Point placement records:

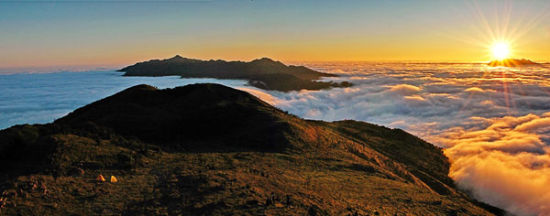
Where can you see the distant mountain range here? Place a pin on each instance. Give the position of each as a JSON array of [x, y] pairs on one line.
[[207, 149], [513, 63], [262, 73]]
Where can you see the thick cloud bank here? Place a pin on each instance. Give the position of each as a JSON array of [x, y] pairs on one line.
[[493, 122]]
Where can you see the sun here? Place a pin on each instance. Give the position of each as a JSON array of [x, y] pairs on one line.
[[500, 50]]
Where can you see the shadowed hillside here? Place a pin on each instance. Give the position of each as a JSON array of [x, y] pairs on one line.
[[262, 73], [207, 149]]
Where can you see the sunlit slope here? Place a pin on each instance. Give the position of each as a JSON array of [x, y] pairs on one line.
[[207, 149], [262, 73]]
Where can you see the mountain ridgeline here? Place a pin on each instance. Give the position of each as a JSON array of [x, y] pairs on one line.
[[207, 149], [262, 73]]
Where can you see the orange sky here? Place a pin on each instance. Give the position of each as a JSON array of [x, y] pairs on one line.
[[116, 34]]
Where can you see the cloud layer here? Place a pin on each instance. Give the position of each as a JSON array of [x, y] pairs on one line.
[[493, 122]]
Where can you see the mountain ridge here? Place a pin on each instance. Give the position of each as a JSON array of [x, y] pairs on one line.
[[262, 73], [207, 149]]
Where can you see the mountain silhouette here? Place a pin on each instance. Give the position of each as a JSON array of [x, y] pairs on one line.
[[263, 73], [207, 149]]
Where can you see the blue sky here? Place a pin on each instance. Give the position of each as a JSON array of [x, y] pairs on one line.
[[50, 33]]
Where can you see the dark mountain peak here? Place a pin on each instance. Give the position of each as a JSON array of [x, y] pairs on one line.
[[177, 57], [181, 116], [263, 73], [264, 60], [207, 149]]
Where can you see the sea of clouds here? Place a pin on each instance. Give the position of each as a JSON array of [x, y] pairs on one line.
[[494, 123]]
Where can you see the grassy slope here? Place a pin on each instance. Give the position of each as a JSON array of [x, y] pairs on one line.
[[324, 168]]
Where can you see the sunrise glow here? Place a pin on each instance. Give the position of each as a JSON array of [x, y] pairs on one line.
[[500, 50]]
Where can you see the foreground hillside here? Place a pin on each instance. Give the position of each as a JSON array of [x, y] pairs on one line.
[[262, 73], [207, 149]]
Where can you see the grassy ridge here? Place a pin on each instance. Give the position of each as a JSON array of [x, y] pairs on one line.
[[208, 149]]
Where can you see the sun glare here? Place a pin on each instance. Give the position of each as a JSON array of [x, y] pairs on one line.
[[500, 50]]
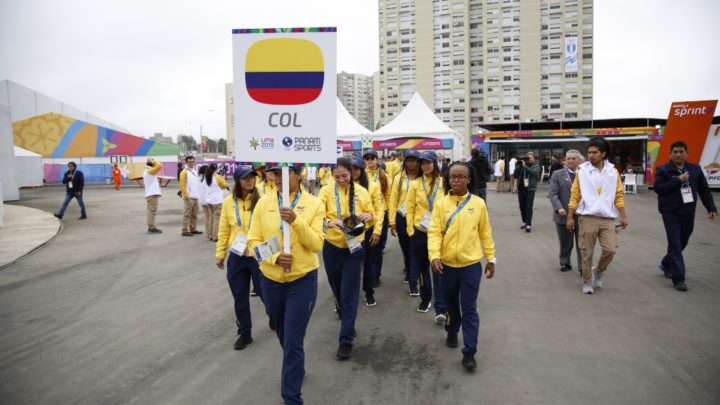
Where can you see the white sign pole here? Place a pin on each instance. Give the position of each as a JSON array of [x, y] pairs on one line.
[[286, 204]]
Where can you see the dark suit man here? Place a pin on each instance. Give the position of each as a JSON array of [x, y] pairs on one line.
[[560, 184], [678, 185]]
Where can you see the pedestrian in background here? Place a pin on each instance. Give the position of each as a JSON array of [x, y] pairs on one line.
[[560, 189], [152, 192], [214, 198], [74, 182], [527, 175], [190, 193], [678, 185], [482, 168], [597, 194], [459, 235]]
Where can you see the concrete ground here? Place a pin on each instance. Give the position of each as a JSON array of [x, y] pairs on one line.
[[107, 314]]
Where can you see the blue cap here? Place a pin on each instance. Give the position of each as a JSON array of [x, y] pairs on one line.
[[370, 152], [242, 172], [428, 155], [357, 161], [411, 153]]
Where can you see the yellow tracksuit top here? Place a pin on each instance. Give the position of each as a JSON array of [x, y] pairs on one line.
[[469, 234], [363, 204], [416, 202], [306, 235], [398, 193], [378, 206], [229, 229]]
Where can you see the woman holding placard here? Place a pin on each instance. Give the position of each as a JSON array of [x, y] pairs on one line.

## What is needed
Could you pull out every line of the records above word for word, leaving the pictures out?

## Task result
Where can you see the distant mountain range here? Place a pin on each instance. Give the position of each as a JSON array of [x, y] pairs on one line.
[[207, 149], [513, 63], [262, 73]]
Where can you see the thick cloud bank here? Place a pin on each instance. Give the position of each as a JSON array of [x, y] pairs on one line.
[[493, 122]]
Where can you see the sun here? Place a pin on each instance. Give the position of each as a JSON array of [x, y] pairs on one line.
[[500, 50]]
Where can you see the shadowed hillside here? Place a pin on each instance. Give the position of each as a JSON array of [x, y] pairs on one line.
[[262, 73], [207, 149]]
Where can you see the sunlit slope here? Place a pin on each instance. Give the position of each as a JSON array of [x, y] pairs on one line.
[[207, 149], [262, 73]]
Where can you see the mountain ridgeline here? Place a pin on each instance. Give the position of each as a JSON array of [x, y] pairs on one line.
[[207, 149], [262, 73]]
Where can you see the orange sky here? Place a pin on each instance. Give the position of each as a JSON array of [x, y] pairs on one line.
[[116, 34]]
Where can you see the cloud layer here? Place a pin on each instance. Give the position of each as a JSON array of [x, y] pairs on one line.
[[493, 122]]
Where can you see the mountain ridge here? Place a pin on each instance. Give the position of each as a JSON array of [x, y] pairs on one line.
[[262, 73], [207, 149]]
Where can you see the mountain silhouette here? Place a pin on each instance. Give the position of each as a JSON array of [x, y] pairs on one line.
[[263, 73], [207, 149]]
Where can you see the blue sky here? Place a pin on each instance. Give the position of each as a JSON array of [x, y] pairs on one line.
[[50, 33]]
Where can you see the dark mountain peak here? Place a pin on each instance. Give the position of each as a JSON array of [x, y] pairs on one line.
[[177, 57], [181, 116], [263, 73], [264, 60], [207, 149]]
Where can you see the sea of clouds here? Place a pin on each instance. Give the position of each as a JSON array of [x, y] pairs on one line.
[[494, 123]]
Where can you see the grassy slope here? Place a pin on each instance. Give the position of each as a JSON array of [x, y] pairs on one line.
[[324, 168]]
Where can you see the sunrise glow here? Place a pin on each instance. Give the position of each as a JSON array of [x, y] pairs on one line.
[[500, 50]]
Where can you see the foreground hillside here? Place a pin on each instance. Give the position of each as a JSON array of [x, y] pairs on one line.
[[262, 73], [207, 149]]
Where can you see the grassy ridge here? Place a pin on each instance. Give the position of each as a JSON array of [x, y] pairs on one line.
[[208, 149]]
Where can you see the sun glare here? Place a pin on each instance. Give the position of each as a JSON array of [x, y] pairs on one line.
[[500, 50]]
Where can you see the white sign pole here? Place a pin on each instance. Give the position of each as a JSON array of [x, y] pairs on one line.
[[286, 204]]
Where can you see the dark suit man here? Place a pin on each instance. Give the position of each as a JSON array of [x, y] pairs on one line.
[[560, 184], [678, 185]]
Where can you see the pedestrian in background here? Place a pin on each instance. Give the position of each as a JSON array of [x, y] pairs on one line.
[[560, 189], [152, 192], [214, 198], [74, 182], [527, 175], [190, 193], [678, 185], [482, 168], [597, 194], [459, 235]]
Where can you see the concrete ground here? Place a pin on each instance. Give the position of each as a JSON array of [x, y] pairs on one line.
[[107, 314]]
Where can you see the blue cap here? Place a pin on each instance. Give the position of each as a JSON array of [x, y] pairs on one line.
[[370, 152], [242, 172], [428, 155], [357, 161], [411, 153]]
Where can you see the yellow tracksuit top here? Place a pin on each instance. Give the position of each as a JSON array of [x, y] pairs on one line.
[[469, 234], [363, 204], [416, 202], [306, 235], [398, 193], [378, 206], [229, 229]]
Where can you see the woman holding placard here? Place a pin on each instance. Give the position of each as a JSON array of [x, y] pairs on one line.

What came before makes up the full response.